Start of The data
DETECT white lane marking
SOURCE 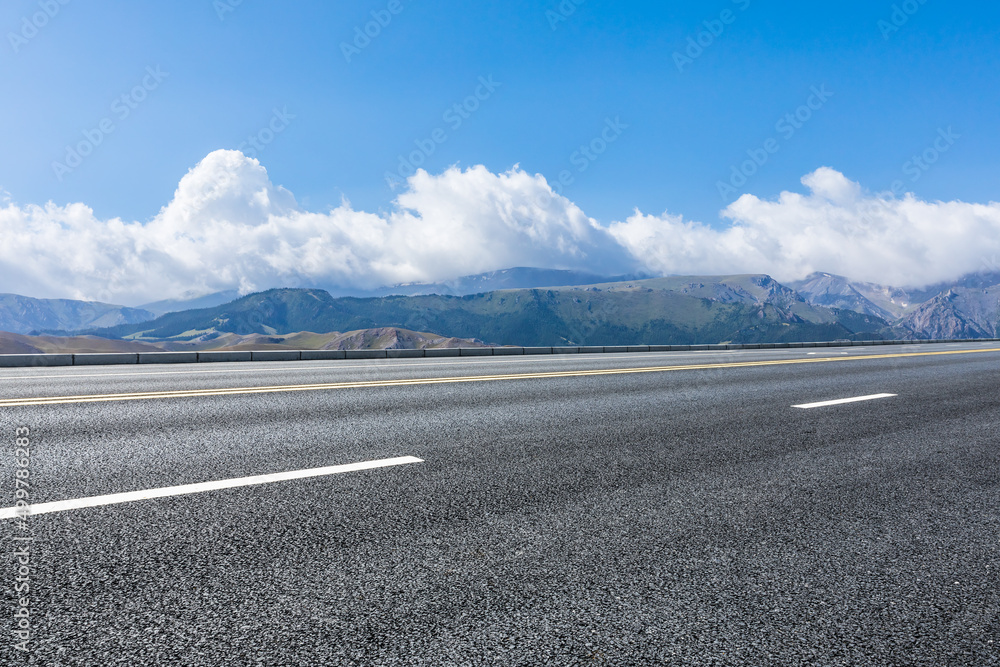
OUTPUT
[0,456,423,519]
[792,394,896,410]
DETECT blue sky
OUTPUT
[0,0,1000,301]
[0,0,1000,222]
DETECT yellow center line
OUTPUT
[0,348,1000,408]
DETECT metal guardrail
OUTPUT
[0,338,1000,368]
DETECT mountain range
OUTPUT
[68,275,906,346]
[0,268,1000,351]
[0,294,156,334]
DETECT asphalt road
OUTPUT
[0,344,1000,666]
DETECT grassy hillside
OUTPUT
[82,276,895,345]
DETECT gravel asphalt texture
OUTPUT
[0,343,1000,666]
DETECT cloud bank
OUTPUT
[0,151,1000,305]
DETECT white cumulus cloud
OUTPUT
[0,151,1000,305]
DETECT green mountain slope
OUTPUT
[82,276,899,346]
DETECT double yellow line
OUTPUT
[0,348,1000,408]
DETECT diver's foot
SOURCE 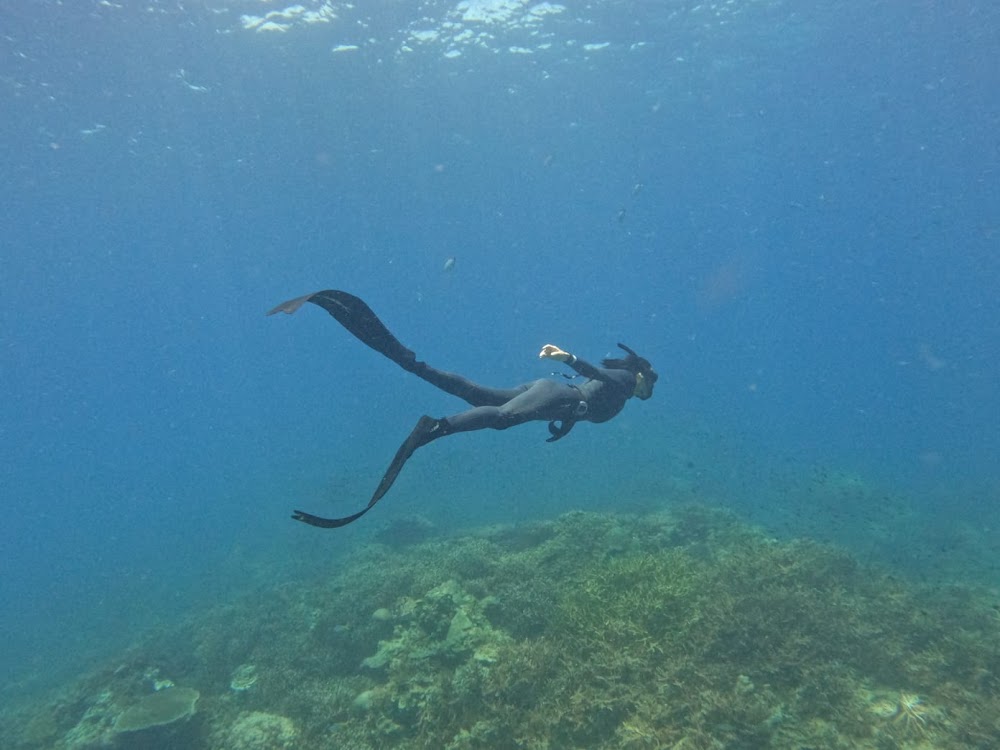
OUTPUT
[406,416,449,446]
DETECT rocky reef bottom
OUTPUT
[0,507,1000,750]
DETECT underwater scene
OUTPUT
[0,0,1000,750]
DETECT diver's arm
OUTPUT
[538,344,611,383]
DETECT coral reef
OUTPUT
[115,687,201,732]
[0,507,1000,750]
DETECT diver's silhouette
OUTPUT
[267,289,658,529]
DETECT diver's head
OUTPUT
[601,344,660,401]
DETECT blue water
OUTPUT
[0,0,1000,700]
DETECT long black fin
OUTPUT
[267,289,417,370]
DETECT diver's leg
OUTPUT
[405,362,534,406]
[434,380,580,434]
[292,380,580,529]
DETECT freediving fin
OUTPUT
[267,289,417,370]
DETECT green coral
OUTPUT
[0,507,1000,750]
[115,687,201,732]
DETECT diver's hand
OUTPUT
[538,344,573,362]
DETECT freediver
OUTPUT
[267,289,659,529]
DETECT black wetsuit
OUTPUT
[268,289,636,528]
[402,357,635,441]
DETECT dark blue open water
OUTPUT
[0,0,1000,700]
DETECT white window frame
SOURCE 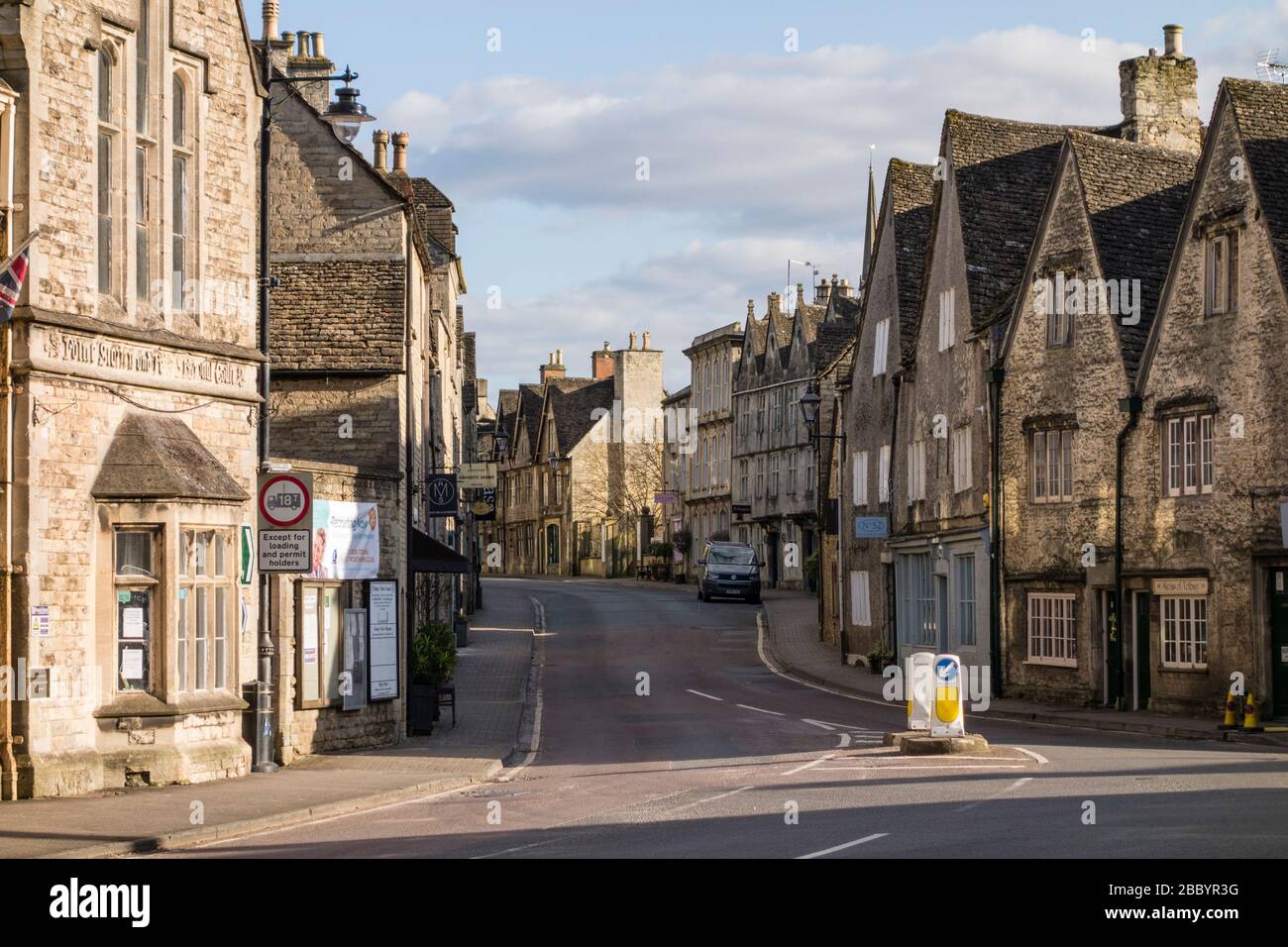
End of The data
Exercise aim: Swap "diver's" for "swimmer's" in the records, starting at the line that contains "DETECT double yellow line" and ending at the line that contains "[267,289,658,529]", and change nothing else. Write out only those lines, leaving the pictures out.

Task solution:
DETECT double yellow line
OUTPUT
[0,348,1000,408]
DETECT swimmer's foot
SOURCE 
OUTPUT
[406,416,449,446]
DETECT rocky reef bottom
OUTPUT
[0,507,1000,750]
DETECT underwater scene
OUTPUT
[0,0,1000,750]
DETECT swimmer's arm
OUTPUT
[538,344,611,383]
DETECT coral reef
OUTPUT
[115,687,201,732]
[0,507,1000,750]
DETECT swimmer's silhouette
OUTPUT
[267,289,658,529]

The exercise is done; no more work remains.